**Problem:** When you reach the line that contains "[point] at the rolled-up" in the entries below, begin returning lines exactly as written and continue through the last one.

**Data shown:**
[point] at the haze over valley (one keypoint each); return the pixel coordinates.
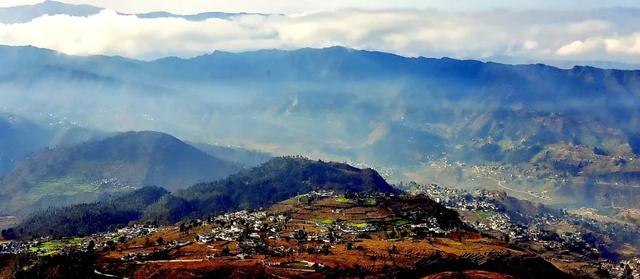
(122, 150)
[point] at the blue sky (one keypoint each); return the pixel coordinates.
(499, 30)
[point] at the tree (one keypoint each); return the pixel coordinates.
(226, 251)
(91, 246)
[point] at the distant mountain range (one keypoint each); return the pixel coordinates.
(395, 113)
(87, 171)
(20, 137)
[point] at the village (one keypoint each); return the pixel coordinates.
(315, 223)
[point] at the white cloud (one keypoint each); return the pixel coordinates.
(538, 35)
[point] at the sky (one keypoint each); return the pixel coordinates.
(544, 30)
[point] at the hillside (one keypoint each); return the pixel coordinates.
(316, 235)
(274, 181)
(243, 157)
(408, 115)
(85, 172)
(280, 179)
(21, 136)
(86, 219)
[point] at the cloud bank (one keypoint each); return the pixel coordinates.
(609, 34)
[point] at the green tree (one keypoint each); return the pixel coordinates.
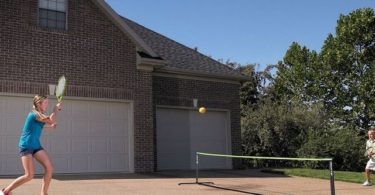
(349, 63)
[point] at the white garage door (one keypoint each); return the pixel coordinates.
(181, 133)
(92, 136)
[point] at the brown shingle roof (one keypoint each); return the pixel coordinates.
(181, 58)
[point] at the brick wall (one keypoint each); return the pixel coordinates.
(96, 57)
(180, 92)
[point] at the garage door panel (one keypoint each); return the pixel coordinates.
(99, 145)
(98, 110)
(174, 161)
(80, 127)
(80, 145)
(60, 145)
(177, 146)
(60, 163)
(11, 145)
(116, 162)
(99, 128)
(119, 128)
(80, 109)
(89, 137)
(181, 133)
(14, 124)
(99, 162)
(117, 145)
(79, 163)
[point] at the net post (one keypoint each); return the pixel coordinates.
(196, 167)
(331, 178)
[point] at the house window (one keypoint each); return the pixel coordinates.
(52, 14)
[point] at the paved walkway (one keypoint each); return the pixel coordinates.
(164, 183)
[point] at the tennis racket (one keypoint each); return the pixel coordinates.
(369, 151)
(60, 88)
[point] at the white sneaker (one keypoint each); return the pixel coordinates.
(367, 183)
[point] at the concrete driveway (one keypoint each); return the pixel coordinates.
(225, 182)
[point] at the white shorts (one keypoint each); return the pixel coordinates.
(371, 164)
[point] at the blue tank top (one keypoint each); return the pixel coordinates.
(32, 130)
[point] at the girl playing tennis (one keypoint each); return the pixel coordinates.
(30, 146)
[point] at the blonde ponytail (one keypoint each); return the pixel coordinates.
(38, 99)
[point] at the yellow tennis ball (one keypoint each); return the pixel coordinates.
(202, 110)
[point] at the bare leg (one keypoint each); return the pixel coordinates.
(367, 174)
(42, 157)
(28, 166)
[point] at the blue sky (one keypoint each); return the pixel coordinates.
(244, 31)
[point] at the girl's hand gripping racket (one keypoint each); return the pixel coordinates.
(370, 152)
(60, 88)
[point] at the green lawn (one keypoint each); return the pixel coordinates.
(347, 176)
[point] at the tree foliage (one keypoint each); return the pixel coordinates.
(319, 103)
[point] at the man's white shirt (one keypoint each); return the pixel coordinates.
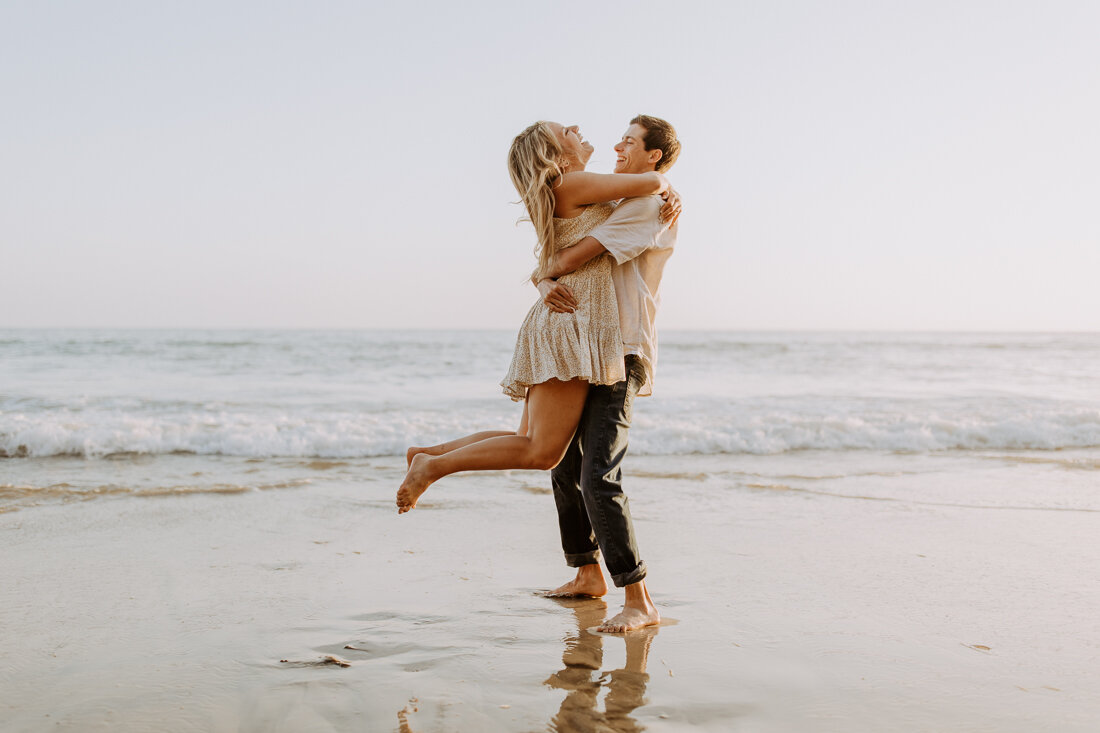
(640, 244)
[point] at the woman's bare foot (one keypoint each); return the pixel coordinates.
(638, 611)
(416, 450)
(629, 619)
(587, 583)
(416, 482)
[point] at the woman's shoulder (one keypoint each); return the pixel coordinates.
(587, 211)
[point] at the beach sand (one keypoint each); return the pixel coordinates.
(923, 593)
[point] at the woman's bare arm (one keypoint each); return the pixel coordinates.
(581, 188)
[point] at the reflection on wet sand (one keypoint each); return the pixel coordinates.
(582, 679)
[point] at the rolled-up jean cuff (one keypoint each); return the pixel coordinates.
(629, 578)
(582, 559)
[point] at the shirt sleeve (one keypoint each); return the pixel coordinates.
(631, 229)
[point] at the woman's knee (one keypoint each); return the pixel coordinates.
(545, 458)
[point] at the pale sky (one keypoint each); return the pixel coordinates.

**Exercise output:**
[point] at the rolled-up jean cuff (one keypoint each); return the pixel coordinates.
(629, 578)
(582, 559)
[point] at the shirt sleeve (one keypoint each); return the pixel coordinates.
(631, 229)
[point] at the woman's knee (one keypoint each); return the pixel coordinates.
(545, 458)
[point] at the pale sky (one keypoint each); return the pixel coordinates.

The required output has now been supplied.